-------- Recorded information --------

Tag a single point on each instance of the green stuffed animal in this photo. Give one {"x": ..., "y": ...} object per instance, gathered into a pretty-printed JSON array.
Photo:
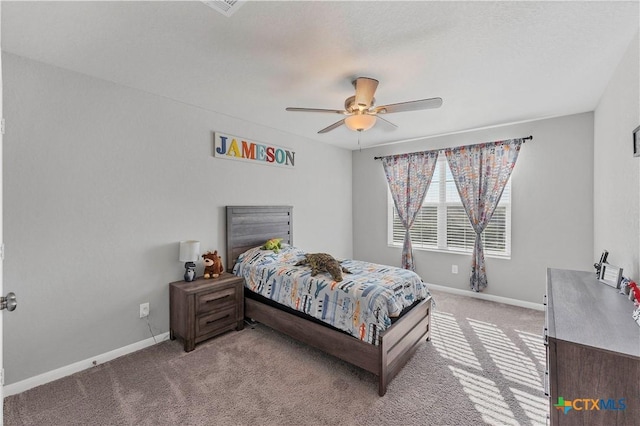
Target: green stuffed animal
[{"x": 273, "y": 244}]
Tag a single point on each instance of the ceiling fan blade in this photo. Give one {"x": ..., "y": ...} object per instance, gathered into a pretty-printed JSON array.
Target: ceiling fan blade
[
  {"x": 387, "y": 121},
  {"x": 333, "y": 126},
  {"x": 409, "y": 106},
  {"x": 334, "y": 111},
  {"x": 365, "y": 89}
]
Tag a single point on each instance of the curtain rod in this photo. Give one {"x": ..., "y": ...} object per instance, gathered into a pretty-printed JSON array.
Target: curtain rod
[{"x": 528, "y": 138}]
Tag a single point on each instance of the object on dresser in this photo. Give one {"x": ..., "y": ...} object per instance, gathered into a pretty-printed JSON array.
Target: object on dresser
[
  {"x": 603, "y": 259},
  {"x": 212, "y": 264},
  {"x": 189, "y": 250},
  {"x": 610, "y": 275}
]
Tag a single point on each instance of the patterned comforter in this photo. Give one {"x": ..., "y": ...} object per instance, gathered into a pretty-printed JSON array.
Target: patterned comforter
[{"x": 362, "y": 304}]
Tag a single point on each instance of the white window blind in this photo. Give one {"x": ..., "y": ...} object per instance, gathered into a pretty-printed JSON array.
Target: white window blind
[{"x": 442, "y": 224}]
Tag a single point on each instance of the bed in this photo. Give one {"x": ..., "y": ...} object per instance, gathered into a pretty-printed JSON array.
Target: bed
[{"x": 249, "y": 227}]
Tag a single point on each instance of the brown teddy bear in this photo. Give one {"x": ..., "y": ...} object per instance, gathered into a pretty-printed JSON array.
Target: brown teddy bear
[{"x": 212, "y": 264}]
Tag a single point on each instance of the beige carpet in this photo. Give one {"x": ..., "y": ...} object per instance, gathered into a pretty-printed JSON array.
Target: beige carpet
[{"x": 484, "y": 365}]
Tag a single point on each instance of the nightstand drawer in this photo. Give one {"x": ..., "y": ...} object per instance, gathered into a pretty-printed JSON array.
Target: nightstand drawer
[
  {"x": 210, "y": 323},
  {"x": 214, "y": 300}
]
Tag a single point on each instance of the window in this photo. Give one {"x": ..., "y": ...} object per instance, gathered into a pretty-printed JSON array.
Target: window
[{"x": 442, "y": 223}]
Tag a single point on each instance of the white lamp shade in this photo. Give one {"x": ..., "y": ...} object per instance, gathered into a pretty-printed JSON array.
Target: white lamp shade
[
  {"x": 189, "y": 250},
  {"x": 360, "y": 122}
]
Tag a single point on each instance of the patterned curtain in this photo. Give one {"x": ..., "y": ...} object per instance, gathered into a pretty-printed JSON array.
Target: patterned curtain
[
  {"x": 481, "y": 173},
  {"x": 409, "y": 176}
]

--------

Copy the items from the line containing "Tag a single point on each instance of the white lamp" (inclusive) through the end of the items, and reduce each x and y coordinate in the answers by 24. Leave every other line as it stands.

Tag a single point on each instance of the white lamp shade in this photo. Give one {"x": ..., "y": ...} object per instance, gathered into a pretty-printed JSON array.
Target: white lamp shade
[
  {"x": 165, "y": 226},
  {"x": 336, "y": 98}
]
Tag a single point on each instance of the patterned curtain in this photo. Give one {"x": ..., "y": ...} object per instance, gathered into a pretty-printed JSON array.
Target: patterned curtain
[
  {"x": 457, "y": 149},
  {"x": 385, "y": 152}
]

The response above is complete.